## YOUR OBJECTIVE:
Reproduce every record exactly as written.

## SUPPLIED RECORDS:
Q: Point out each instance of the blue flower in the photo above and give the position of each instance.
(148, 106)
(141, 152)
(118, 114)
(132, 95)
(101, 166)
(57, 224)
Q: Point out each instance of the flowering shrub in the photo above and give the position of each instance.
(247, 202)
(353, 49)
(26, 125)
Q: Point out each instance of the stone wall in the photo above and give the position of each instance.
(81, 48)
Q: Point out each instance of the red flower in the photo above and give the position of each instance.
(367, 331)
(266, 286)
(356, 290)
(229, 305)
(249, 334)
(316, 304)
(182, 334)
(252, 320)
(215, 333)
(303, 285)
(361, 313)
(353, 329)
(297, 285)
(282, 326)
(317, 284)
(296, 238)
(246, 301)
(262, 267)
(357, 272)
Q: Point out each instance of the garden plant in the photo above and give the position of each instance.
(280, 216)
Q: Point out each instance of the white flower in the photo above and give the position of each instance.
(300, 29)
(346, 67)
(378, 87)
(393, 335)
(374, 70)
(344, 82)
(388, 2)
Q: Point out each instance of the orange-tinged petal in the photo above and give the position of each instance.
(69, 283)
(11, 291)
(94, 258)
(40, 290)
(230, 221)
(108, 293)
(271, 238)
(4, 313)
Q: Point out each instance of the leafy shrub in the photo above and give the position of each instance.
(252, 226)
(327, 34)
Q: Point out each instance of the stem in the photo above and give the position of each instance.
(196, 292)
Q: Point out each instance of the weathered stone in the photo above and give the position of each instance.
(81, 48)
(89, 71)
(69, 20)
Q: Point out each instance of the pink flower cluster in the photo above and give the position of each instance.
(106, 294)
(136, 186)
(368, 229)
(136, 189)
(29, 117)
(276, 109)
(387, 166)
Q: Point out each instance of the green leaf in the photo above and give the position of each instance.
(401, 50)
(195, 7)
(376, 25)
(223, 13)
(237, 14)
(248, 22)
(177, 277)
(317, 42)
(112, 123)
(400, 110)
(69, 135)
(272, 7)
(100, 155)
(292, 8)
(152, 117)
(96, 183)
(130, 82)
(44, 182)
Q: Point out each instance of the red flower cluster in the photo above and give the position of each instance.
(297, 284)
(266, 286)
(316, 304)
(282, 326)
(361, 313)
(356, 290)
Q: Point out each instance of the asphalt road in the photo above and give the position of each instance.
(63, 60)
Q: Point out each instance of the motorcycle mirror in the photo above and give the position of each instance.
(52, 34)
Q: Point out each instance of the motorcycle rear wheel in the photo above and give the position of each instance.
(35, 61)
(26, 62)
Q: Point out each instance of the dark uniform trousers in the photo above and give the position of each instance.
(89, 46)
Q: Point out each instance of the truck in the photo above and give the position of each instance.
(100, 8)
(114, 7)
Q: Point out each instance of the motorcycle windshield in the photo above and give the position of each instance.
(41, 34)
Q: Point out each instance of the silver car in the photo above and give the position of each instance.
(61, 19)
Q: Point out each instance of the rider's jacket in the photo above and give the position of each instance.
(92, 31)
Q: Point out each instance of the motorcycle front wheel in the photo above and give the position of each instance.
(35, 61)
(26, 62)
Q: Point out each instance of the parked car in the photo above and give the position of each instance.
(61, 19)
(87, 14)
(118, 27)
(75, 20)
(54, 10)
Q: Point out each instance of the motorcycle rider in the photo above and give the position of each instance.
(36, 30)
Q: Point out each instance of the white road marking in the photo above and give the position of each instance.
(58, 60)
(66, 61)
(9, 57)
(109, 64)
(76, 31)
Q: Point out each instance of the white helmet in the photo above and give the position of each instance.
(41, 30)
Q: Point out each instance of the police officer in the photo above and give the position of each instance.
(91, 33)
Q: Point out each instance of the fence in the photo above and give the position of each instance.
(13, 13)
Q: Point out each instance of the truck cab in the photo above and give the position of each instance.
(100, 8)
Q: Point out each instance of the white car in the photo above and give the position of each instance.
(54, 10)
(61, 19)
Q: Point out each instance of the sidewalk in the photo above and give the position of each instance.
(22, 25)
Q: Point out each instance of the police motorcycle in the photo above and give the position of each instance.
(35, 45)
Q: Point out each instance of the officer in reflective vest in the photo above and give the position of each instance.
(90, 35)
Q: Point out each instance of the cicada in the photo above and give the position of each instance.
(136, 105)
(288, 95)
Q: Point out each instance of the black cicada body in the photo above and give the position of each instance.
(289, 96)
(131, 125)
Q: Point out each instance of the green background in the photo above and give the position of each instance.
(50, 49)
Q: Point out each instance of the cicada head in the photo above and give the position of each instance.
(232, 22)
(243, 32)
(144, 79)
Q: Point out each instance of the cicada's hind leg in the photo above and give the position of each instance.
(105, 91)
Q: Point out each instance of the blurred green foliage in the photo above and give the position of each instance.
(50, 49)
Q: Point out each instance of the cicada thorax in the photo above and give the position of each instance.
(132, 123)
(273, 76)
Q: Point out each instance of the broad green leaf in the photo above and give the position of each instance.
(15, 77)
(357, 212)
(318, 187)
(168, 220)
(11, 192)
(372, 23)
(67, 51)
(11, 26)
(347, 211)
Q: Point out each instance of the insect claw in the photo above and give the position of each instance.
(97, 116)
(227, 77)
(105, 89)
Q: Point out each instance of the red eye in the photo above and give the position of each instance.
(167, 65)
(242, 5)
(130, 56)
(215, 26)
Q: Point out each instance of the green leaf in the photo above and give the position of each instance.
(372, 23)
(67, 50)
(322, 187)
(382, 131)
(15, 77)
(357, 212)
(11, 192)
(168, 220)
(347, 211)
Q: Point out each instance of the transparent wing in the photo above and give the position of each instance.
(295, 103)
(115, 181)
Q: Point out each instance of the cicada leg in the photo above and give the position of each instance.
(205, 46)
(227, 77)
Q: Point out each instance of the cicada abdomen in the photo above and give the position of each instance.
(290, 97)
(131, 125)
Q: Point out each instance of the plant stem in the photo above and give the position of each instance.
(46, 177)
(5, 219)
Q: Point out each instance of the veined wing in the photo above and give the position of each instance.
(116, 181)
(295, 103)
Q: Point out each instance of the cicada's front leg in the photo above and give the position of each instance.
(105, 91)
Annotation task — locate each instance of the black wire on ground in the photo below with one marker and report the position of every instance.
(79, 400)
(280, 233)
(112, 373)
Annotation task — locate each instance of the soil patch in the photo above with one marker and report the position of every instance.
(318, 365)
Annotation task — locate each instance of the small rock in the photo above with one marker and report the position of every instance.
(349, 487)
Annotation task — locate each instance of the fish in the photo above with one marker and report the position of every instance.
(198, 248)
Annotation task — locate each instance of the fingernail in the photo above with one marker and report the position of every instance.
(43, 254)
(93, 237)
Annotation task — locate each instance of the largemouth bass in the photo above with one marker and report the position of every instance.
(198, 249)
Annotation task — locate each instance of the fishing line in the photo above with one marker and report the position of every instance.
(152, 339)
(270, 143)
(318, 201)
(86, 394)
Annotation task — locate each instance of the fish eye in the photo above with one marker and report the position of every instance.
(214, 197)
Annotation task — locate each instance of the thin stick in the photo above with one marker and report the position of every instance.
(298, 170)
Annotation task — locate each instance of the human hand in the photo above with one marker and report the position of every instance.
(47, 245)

## THE ANSWER:
Q: Point out each instance of the blue flower in the photo above and give the position of each instance.
(148, 106)
(141, 152)
(118, 114)
(132, 95)
(101, 166)
(57, 224)
Q: Point out each instance of the flowering shrub in the photo above and give the position of each instance.
(247, 202)
(353, 49)
(26, 125)
Q: Point out each instance of the stone wall in the photo above and give the position of each instance.
(81, 48)
Q: Point out each instance of the red flower in the photo above and give the position of each instance.
(367, 331)
(266, 286)
(356, 290)
(229, 305)
(249, 334)
(316, 304)
(182, 334)
(252, 320)
(215, 333)
(303, 285)
(361, 313)
(353, 329)
(297, 285)
(282, 326)
(317, 284)
(296, 238)
(246, 301)
(262, 267)
(357, 272)
Q: Point out each instance of the garden plant in the photo above and give the position of each instance.
(280, 216)
Q: Point out each instance of the white flower in the photo above and give the position of each instance.
(300, 29)
(346, 67)
(378, 87)
(393, 335)
(374, 70)
(344, 82)
(388, 2)
Q: Point out each instance of the orange-tinged petal in the photo above and give the position of each instance.
(69, 283)
(11, 291)
(94, 258)
(40, 290)
(230, 221)
(108, 293)
(271, 238)
(4, 313)
Q: Point out each instance of the leafy shrub in the photo above and give the position of each instance.
(252, 226)
(327, 34)
Q: Point out each instance of the stem in the photo above and give the position of each instance.
(196, 292)
Q: Point out each instance of the weathered stone in the photo above and give the position of each instance.
(81, 48)
(89, 71)
(69, 20)
Q: Point out each instance of the pink flower cluster in the photo above and give the position of each instance.
(106, 294)
(136, 186)
(368, 229)
(136, 189)
(29, 117)
(276, 109)
(387, 166)
Q: Point out each instance of the green leaf in the photo above and give the position of each instance.
(401, 50)
(195, 7)
(376, 25)
(223, 13)
(237, 14)
(248, 22)
(177, 277)
(317, 42)
(112, 123)
(400, 110)
(69, 135)
(272, 7)
(100, 155)
(292, 8)
(152, 117)
(96, 183)
(130, 82)
(44, 182)
Q: Point out each instance of the red flower cluster in the photo above and give the position of each instance.
(297, 284)
(266, 286)
(316, 304)
(282, 326)
(361, 313)
(356, 290)
Q: Point out each instance of the asphalt road in the photo above and give the position of each instance.
(63, 60)
Q: Point out each instance of the motorcycle mirror in the photo above and give the position of each instance.
(52, 34)
Q: Point out each instance of the motorcycle rear wheel in the photo above and give the position of each instance.
(35, 61)
(26, 62)
Q: Point out each instance of the dark uniform trousers in the photo above and give the position of each instance.
(89, 46)
Q: Point out each instance of the truck in the photo above and give the position of each instance.
(100, 8)
(114, 7)
Q: Point out each instance of the motorcycle windshield in the photo above and give the position of each instance.
(41, 34)
Q: Point out each instance of the silver car in the photo above and give the position of each instance.
(61, 19)
Q: Point out each instance of the rider's jacket in the photo above and give the position of each instance.
(92, 31)
Q: Point out each instance of the motorcycle front wheel in the photo above and give the position of each instance.
(35, 61)
(26, 62)
Q: Point out each instance of the parked car in the photo above and give the position of each instance.
(61, 19)
(87, 14)
(118, 27)
(75, 20)
(54, 10)
Q: Point out each instance of the motorcycle rider in the photo above and give the position of each instance.
(36, 30)
Q: Point out each instance of the white road marking in the photo above and give the position of each instance.
(58, 60)
(66, 61)
(9, 57)
(109, 64)
(76, 31)
Q: Point out each instance of the white helmet in the photo above and give the position of each instance.
(41, 30)
Q: Point out each instance of the police officer in the photo above and give the position of each instance.
(91, 33)
Q: Point out each instance of the fence in the photo above and give the position of each instance.
(13, 13)
Q: Point out each instance of the truck cab in the photo above and give the position of each instance.
(100, 8)
Q: Point out each instance of the white car in the photo above and give the position of each instance.
(54, 10)
(61, 19)
Q: Point out each instance of the sidewalk in the photo above and give the position of each instance.
(22, 25)
Q: Point out each instance of the police motorcycle in the photo above and give the position of each instance.
(35, 45)
Q: Point out each instance of the officer in reflective vest in the photo above and give the position of each instance.
(90, 35)
Q: Point out each instance of the cicada in the photo above and give the position of each instance.
(136, 105)
(288, 95)
Q: Point out each instance of the black cicada body in the photo above and give the position of each instance.
(289, 96)
(131, 125)
Q: Point out each instance of the green background in the photo above and give the position of each instance.
(50, 49)
Q: Point out each instance of the cicada head in the photo above and give the position of each instance.
(232, 22)
(243, 32)
(144, 79)
Q: Point out each instance of the cicada's hind leg in the photo above and give the position of each instance.
(105, 91)
Q: Point out each instance of the blurred green foliage in the photo above and give the position of each instance.
(50, 49)
Q: Point out each instance of the cicada thorax in the photo above and give the position of each instance.
(132, 123)
(273, 76)
Q: Point out each instance of the broad green leaf in the photo above and give the position of each instance.
(15, 77)
(357, 212)
(318, 187)
(168, 220)
(11, 192)
(372, 23)
(67, 51)
(11, 26)
(347, 211)
Q: Point out each instance of the insect claw in the photo above and give the position of each instance.
(97, 116)
(227, 77)
(105, 89)
Q: Point out each instance of the red eye in the photo above and give the position of each instance.
(167, 65)
(242, 5)
(130, 56)
(215, 26)
Q: Point out each instance of the green leaf in the photo above and give the position of each instance.
(372, 23)
(67, 50)
(322, 187)
(382, 131)
(15, 77)
(357, 212)
(11, 192)
(168, 220)
(347, 211)
Q: Point out each instance of the transparent wing in the photo above and give the position of each instance.
(295, 103)
(115, 181)
Q: Point out each instance of the cicada leg in the photo above and give the position of each instance.
(205, 46)
(227, 77)
Q: Point out each instance of the cicada abdomen in the photo above and give the position of each instance.
(290, 97)
(131, 125)
Q: Point out each instance of the plant stem in the photo above and give the position of each instance.
(46, 177)
(5, 219)
Q: Point out each instance of the veined wing in the photo above and give the position of each instance.
(116, 181)
(295, 103)
Q: Point out each instance of the cicada's front leg in the photo above and give the position of each instance.
(105, 91)
Annotation task — locate each instance of the black wire on ground in the photo below with one marker and report the position of every instance.
(79, 400)
(280, 233)
(112, 373)
Annotation task — locate each instance of the soil patch in the photo above with one marker and report the position of every instance.
(318, 365)
Annotation task — locate each instance of the small rock in the photo above with one marker and report the position of every instance.
(349, 487)
Annotation task — locate each instance of the fish in the photo above with one marker and report the position of every instance.
(198, 248)
Annotation task — locate each instance of the fingernail in the photo above with one marker and report the position of every instance.
(43, 254)
(93, 237)
Annotation task — locate each instance of the largemouth bass in the photo above with one marker and report the position of every instance.
(198, 249)
Annotation task — locate each instance of the fishing line in the photo above with one marker and report the position of every instance.
(152, 339)
(270, 143)
(318, 201)
(86, 394)
Annotation task — locate each instance of the fish eye in the photo above with one marker and report the position of every instance.
(214, 197)
Annotation task — locate each instance of the thin stick in the photo above with one marker and report the position of every instance.
(298, 170)
Annotation task — locate each instance of the human hand in the photo above with one marker and report the position of every instance.
(47, 245)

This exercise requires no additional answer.